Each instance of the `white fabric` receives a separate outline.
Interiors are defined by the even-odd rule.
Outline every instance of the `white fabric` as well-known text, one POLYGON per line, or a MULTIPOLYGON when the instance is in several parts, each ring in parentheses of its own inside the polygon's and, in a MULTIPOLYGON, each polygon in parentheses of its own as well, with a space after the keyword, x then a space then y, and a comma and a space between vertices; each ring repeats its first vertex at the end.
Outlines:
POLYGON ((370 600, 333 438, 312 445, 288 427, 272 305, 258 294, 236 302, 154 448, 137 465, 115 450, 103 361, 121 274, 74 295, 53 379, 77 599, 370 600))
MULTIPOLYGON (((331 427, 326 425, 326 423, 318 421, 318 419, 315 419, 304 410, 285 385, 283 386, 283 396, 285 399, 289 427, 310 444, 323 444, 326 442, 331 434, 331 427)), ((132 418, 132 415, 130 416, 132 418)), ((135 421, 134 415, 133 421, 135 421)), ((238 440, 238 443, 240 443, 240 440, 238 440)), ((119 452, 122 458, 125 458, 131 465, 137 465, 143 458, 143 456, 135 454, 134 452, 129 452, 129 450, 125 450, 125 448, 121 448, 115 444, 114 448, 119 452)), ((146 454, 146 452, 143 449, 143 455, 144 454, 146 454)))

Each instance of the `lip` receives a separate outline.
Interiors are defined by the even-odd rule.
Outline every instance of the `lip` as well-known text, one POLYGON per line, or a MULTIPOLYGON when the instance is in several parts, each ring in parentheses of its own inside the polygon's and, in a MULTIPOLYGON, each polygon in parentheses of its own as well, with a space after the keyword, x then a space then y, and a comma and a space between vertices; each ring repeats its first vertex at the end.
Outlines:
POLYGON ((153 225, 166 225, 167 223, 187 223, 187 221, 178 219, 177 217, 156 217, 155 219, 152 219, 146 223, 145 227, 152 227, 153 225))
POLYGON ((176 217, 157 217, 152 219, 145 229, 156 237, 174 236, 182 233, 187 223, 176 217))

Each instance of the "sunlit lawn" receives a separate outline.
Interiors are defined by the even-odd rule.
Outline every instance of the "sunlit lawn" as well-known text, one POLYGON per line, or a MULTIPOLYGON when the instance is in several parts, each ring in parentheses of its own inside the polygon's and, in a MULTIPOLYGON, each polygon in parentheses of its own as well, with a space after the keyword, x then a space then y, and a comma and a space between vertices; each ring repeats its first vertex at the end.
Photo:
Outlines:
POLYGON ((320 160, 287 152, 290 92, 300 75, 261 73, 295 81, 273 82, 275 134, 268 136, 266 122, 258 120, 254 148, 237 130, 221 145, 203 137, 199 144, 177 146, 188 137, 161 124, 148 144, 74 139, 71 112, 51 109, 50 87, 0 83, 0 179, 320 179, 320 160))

-=-=-=-=-

* **Exercise description**:
Once more, write out all the data above exactly as given.

* **Answer section**:
Each instance of the `white fabric` receives a separate outline.
Interiors are defined by the even-odd rule.
Outline every instance of the `white fabric` as well-known text, one POLYGON per line, or a MULTIPOLYGON when the instance is in several parts, each ring in parentheses of its own inside the polygon's and, in a MULTIPOLYGON, each polygon in parentheses of its own as well, with a space after the keyword, x then a space then y, and a comma and a space between vertices; each ring repeats its first vertex at the end.
Outlines:
POLYGON ((370 600, 333 438, 312 445, 288 427, 272 305, 258 294, 236 302, 154 448, 137 465, 115 450, 103 361, 121 274, 74 295, 53 379, 77 599, 370 600))
MULTIPOLYGON (((331 427, 326 425, 326 423, 318 421, 318 419, 315 419, 304 410, 285 385, 283 386, 283 396, 285 399, 289 427, 310 444, 323 444, 326 442, 331 434, 331 427)), ((132 418, 132 415, 130 416, 132 418)), ((135 421, 134 415, 133 421, 135 421)), ((238 440, 238 443, 240 443, 240 440, 238 440)), ((119 452, 122 458, 125 458, 131 465, 137 465, 143 458, 143 456, 135 454, 134 452, 129 452, 129 450, 125 450, 125 448, 121 448, 115 444, 114 448, 119 452)), ((146 454, 146 452, 143 449, 143 455, 144 454, 146 454)))

Each instance of the `lip` receives a separate outline.
Interiors are defined by the even-odd rule.
Outline every instance of the `lip` as well-known text, one POLYGON per line, or a MULTIPOLYGON when the instance is in several parts, each ring in parentheses of its own inside the polygon's and, in a MULTIPOLYGON, each polygon in parentheses of its own as well, with a space after the keyword, x then a space then y, and a comma and a space between vertices; each ring repeats its first vertex at the end.
Outlines:
POLYGON ((153 225, 166 225, 167 223, 187 223, 187 221, 178 219, 177 217, 156 217, 155 219, 152 219, 146 223, 145 227, 152 227, 153 225))
POLYGON ((176 217, 157 217, 152 219, 145 229, 156 237, 174 236, 182 233, 187 223, 176 217))

Each instance of the "sunlit lawn" receives a separate outline.
Interiors are defined by the even-odd rule.
Outline every instance of the "sunlit lawn" as well-known text, one POLYGON per line, or a MULTIPOLYGON when the instance is in several parts, each ring in parentheses of its own inside the polygon's and, in a MULTIPOLYGON, each polygon in parentheses of its own as well, with a space after the keyword, x then a space then y, and a comma and a space between vertices; each ring repeats its first vertex at the end.
Photo:
Outlines:
POLYGON ((320 160, 287 152, 290 92, 300 75, 261 73, 295 81, 273 82, 275 134, 268 136, 266 122, 258 120, 254 148, 237 130, 221 145, 203 137, 199 144, 177 146, 188 137, 161 124, 148 144, 74 139, 71 112, 51 109, 50 87, 0 83, 0 179, 320 179, 320 160))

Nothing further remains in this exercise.